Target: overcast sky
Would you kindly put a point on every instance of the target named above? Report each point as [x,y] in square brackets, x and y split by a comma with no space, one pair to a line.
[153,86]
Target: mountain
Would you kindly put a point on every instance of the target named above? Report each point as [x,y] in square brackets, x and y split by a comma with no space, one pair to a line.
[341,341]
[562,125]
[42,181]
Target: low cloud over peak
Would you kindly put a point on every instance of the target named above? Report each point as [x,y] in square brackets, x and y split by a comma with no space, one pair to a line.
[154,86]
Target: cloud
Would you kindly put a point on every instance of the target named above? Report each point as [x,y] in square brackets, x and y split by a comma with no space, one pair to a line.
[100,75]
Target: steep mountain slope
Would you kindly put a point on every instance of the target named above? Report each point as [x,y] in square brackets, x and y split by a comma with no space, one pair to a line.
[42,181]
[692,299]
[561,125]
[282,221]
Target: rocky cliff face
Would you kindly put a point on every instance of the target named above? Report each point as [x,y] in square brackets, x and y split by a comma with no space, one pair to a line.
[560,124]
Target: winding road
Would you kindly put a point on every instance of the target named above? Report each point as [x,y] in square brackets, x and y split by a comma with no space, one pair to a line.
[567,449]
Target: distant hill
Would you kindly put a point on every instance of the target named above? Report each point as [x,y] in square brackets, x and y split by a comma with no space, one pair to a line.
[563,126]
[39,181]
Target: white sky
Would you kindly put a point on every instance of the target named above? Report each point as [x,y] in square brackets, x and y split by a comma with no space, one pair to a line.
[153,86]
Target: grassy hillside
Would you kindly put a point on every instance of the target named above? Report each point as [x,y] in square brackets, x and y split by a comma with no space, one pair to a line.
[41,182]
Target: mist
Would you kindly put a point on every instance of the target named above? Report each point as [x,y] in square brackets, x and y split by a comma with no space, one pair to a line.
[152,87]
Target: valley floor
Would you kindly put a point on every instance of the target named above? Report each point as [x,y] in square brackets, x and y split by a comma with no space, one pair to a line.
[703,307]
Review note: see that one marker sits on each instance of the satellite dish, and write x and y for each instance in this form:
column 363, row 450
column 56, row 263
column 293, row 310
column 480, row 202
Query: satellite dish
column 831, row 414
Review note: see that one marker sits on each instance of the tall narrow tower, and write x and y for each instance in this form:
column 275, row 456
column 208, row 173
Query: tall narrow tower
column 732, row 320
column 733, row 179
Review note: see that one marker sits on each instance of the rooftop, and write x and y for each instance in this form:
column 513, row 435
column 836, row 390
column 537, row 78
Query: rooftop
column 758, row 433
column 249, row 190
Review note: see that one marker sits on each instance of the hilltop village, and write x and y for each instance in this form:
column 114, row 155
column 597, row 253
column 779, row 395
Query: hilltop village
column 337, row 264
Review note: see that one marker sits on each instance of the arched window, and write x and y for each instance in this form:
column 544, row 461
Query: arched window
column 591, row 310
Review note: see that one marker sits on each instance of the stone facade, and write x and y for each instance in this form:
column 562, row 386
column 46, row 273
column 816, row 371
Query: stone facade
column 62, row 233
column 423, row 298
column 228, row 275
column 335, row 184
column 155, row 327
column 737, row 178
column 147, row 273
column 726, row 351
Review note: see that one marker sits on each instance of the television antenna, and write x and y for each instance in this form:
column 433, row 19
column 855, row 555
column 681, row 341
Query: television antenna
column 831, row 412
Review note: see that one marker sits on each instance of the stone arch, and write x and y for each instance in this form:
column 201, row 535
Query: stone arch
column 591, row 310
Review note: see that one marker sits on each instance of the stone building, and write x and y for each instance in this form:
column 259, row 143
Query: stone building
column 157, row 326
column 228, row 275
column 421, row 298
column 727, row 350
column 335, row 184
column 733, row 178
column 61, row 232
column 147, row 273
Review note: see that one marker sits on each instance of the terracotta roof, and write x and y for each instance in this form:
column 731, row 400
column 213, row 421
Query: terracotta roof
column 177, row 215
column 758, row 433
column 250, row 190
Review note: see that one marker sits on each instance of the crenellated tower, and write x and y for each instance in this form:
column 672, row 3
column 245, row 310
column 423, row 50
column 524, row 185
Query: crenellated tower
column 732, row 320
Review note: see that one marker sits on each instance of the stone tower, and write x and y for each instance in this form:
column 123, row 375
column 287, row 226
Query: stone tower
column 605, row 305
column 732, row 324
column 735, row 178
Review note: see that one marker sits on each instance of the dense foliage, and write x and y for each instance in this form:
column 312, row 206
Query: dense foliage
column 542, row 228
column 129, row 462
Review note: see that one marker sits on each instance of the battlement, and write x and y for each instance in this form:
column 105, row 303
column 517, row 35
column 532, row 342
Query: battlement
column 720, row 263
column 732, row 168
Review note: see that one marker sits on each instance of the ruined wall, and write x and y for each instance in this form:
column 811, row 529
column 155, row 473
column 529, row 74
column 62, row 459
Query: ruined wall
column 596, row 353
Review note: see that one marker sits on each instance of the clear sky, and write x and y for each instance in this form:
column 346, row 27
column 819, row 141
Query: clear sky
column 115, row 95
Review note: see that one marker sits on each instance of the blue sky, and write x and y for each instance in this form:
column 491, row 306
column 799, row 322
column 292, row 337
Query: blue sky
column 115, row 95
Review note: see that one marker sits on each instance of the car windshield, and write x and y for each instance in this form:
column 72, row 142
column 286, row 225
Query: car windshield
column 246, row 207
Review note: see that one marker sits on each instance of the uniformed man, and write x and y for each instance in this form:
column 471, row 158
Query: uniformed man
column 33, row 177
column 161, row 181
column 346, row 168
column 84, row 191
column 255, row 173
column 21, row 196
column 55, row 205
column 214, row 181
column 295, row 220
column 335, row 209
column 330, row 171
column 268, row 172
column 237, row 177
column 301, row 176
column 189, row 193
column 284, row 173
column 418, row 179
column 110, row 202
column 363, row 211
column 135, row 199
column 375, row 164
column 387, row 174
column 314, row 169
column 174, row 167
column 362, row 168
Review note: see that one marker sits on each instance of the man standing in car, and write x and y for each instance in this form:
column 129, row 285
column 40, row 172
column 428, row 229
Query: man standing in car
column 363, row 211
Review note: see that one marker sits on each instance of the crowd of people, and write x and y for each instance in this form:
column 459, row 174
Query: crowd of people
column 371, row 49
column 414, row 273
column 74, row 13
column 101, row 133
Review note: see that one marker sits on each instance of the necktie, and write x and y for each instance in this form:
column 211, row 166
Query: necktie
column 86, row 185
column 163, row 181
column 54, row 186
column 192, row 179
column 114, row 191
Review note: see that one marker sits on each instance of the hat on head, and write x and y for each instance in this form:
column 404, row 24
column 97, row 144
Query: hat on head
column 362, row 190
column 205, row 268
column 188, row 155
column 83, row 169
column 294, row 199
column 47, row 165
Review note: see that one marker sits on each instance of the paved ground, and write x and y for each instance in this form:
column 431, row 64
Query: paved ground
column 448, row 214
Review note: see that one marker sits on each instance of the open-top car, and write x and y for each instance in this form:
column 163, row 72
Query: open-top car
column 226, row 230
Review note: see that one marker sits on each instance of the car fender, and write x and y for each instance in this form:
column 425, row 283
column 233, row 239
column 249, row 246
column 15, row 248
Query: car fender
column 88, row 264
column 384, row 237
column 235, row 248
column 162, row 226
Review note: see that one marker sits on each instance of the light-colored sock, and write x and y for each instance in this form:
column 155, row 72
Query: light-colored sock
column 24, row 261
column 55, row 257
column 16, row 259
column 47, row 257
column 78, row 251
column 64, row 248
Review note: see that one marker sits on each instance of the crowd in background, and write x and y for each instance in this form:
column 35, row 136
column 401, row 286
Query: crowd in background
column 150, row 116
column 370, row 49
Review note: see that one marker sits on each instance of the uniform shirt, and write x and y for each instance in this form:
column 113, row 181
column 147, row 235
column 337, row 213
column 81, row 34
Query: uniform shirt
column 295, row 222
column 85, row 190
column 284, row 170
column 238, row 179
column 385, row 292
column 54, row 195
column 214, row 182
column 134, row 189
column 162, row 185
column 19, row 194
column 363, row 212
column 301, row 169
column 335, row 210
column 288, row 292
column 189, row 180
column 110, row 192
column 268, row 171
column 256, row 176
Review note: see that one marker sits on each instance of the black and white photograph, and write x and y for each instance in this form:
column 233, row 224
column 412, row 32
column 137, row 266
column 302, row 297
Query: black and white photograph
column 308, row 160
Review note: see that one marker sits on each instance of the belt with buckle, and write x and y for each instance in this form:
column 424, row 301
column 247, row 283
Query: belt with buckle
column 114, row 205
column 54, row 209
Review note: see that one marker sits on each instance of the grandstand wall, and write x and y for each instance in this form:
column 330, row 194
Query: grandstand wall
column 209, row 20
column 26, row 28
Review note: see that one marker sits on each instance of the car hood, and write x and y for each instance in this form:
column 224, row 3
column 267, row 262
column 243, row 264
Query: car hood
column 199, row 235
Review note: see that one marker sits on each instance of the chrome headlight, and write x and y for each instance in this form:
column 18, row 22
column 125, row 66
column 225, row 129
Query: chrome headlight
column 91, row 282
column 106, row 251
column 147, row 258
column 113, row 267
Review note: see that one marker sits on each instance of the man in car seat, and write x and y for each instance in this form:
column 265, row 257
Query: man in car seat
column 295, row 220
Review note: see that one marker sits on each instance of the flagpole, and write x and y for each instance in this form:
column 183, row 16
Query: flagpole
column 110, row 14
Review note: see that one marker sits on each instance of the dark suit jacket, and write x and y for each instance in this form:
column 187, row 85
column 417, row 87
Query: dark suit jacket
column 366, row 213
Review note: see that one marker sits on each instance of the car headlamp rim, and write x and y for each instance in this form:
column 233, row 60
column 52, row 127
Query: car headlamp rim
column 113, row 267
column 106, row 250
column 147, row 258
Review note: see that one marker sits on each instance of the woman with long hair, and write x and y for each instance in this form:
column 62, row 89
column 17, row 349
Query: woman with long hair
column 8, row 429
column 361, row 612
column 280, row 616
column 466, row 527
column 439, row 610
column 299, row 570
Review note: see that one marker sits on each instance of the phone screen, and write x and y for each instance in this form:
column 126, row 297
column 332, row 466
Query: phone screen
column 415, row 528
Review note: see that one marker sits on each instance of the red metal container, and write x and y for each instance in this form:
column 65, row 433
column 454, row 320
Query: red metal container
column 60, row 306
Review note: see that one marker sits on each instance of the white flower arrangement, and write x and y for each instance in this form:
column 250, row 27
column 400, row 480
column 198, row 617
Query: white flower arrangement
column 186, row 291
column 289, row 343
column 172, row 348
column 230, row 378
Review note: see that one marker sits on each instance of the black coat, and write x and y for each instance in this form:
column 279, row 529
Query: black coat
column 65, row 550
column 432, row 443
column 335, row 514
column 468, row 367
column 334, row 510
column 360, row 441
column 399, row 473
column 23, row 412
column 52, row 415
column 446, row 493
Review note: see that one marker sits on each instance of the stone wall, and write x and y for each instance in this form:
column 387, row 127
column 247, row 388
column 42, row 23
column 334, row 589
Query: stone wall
★ ★ ★ ★ ★ ★ ★
Reproduce the data word for word from the line with "of the white" through the line with "column 446, row 493", including both of those lines.

Review note: see that one marker sits on each instance of the white flower arrangement, and write x and y for each instance in this form:
column 250, row 27
column 400, row 480
column 198, row 617
Query: white flower arrangement
column 186, row 291
column 289, row 343
column 172, row 348
column 230, row 378
Review note: see that one marker sits on each instance of the black coat, and write x and y for each instance in this form:
column 279, row 529
Query: black coat
column 65, row 550
column 432, row 443
column 335, row 514
column 468, row 367
column 334, row 510
column 360, row 441
column 399, row 473
column 23, row 412
column 52, row 415
column 446, row 493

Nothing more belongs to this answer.